_Written exercise_. Reproduce word for word, and nothing else, the lines of the listing below from the line containing "the white logo" to the line containing "Find the floor", including both of those lines.

═══ Input material

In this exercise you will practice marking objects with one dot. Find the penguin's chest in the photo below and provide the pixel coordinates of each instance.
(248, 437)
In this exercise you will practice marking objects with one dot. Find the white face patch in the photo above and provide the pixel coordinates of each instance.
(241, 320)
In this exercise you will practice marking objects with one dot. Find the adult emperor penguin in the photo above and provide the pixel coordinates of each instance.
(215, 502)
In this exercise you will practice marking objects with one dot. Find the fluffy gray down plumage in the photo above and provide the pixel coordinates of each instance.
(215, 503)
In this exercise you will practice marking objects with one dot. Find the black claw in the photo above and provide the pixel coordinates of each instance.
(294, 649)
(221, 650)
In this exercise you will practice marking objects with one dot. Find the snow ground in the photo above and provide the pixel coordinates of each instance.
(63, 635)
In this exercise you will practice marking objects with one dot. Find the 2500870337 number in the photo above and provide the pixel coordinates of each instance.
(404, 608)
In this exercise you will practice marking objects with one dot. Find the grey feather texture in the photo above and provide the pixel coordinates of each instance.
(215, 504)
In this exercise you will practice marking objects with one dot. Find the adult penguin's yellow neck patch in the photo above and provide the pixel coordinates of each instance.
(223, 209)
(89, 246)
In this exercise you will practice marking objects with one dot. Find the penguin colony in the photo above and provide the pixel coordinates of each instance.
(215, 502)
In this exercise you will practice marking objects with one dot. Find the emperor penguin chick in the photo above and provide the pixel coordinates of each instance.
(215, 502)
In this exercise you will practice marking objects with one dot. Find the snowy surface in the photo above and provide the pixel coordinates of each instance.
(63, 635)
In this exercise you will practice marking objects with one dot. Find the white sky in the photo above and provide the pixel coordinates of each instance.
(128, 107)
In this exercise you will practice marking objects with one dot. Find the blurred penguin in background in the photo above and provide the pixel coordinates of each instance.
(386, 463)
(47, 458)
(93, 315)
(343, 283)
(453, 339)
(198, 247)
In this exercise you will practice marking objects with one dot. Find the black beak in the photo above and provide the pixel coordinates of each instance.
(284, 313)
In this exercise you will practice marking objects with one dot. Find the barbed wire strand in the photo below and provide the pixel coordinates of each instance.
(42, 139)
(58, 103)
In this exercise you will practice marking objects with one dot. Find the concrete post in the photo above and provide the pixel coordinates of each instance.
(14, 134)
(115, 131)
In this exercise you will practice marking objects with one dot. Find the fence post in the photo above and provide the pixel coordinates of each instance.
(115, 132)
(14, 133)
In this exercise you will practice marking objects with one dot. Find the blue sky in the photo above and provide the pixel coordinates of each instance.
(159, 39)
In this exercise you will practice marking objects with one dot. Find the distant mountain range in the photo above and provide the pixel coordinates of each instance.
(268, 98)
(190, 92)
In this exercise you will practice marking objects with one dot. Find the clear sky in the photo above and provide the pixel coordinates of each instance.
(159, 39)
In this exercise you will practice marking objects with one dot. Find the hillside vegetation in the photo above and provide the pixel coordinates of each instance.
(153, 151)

══════
═══ Input material

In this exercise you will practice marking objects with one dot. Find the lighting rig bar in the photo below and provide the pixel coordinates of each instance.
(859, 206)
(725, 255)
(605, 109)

══════
═══ Input material

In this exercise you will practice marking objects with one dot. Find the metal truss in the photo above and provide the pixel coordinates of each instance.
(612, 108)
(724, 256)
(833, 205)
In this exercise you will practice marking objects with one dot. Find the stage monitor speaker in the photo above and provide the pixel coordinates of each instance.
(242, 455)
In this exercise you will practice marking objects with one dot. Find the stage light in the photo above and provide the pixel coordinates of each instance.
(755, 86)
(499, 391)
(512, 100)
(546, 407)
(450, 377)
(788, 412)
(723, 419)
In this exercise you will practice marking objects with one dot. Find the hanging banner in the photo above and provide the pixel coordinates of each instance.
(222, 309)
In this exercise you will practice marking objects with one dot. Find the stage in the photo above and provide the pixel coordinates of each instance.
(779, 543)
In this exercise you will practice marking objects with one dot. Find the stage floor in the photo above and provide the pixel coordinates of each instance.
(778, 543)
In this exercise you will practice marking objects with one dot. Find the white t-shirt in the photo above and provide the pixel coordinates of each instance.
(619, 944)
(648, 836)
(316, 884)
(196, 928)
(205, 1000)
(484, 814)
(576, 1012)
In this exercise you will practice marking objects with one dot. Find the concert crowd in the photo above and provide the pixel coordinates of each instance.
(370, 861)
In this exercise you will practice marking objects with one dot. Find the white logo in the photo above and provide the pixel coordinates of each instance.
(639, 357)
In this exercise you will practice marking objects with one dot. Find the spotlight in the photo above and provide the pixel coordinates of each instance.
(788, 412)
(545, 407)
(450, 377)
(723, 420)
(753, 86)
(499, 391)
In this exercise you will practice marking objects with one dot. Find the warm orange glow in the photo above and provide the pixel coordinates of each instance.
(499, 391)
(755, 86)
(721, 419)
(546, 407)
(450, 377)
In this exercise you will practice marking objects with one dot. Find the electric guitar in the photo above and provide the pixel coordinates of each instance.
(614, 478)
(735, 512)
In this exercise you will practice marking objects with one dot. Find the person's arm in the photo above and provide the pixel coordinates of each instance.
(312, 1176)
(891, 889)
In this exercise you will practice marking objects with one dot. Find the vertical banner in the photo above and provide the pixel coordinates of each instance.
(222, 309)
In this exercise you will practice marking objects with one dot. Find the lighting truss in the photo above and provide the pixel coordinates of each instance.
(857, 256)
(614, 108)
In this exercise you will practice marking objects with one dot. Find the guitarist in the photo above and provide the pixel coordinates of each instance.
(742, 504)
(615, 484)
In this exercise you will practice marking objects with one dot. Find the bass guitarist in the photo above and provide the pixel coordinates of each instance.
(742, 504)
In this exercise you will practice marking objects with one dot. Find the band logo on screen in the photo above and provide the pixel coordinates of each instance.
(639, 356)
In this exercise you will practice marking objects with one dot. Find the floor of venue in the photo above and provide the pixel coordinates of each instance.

══════

_Answer to this exercise_.
In this exercise you will practice marking objects with one dot. Find the white logo in the photo above and provide the pixel coordinates of each instance.
(639, 357)
In this exercise you will practice marking objects with one dot. Find the spotlight in the photo above and provide the pixel coordinates of each instance.
(788, 412)
(545, 407)
(450, 377)
(723, 420)
(753, 86)
(499, 391)
In this exercise you will practice marking objects with one dot. Find the warm orange glow in the photo above and provide the pixel coordinates of each instance.
(499, 391)
(755, 86)
(721, 419)
(546, 407)
(450, 377)
In this exercise you will practice marking objects with one dot. Find the electric guitar in the photo above and provide the pixel coordinates of each instance.
(614, 478)
(735, 512)
In this exercise you will practice marking objects with one dot. Find the person's arm in the photo above and provide the pixel coordinates of each instance.
(312, 1176)
(891, 889)
In this exercise you will practice marking objects with one dot. Find the vertical banner in the photo above and provide the pixel coordinates of each instance.
(222, 309)
In this exercise you will practice marking objects with one dot. Find the lighting truss in the photo above and provide the pixel coordinates of each instance.
(857, 256)
(614, 108)
In this exercise you will practice marking objects with one dot. Find the guitarist in the photo above and provide the pixel coordinates of each instance.
(742, 504)
(615, 484)
In this exercise you will practice marking objects with one dot. Find the bass guitarist in the photo above and provide the pixel coordinates of each instance.
(742, 504)
In this exercise you will practice marking objects with one dot. Find the band logo on screen in the photo above and provide the pixel coordinates of each instance.
(639, 356)
In this exercise you will practice marking objects with one dot. Find the floor of venue in the photo above and provide the pixel coordinates of each instance.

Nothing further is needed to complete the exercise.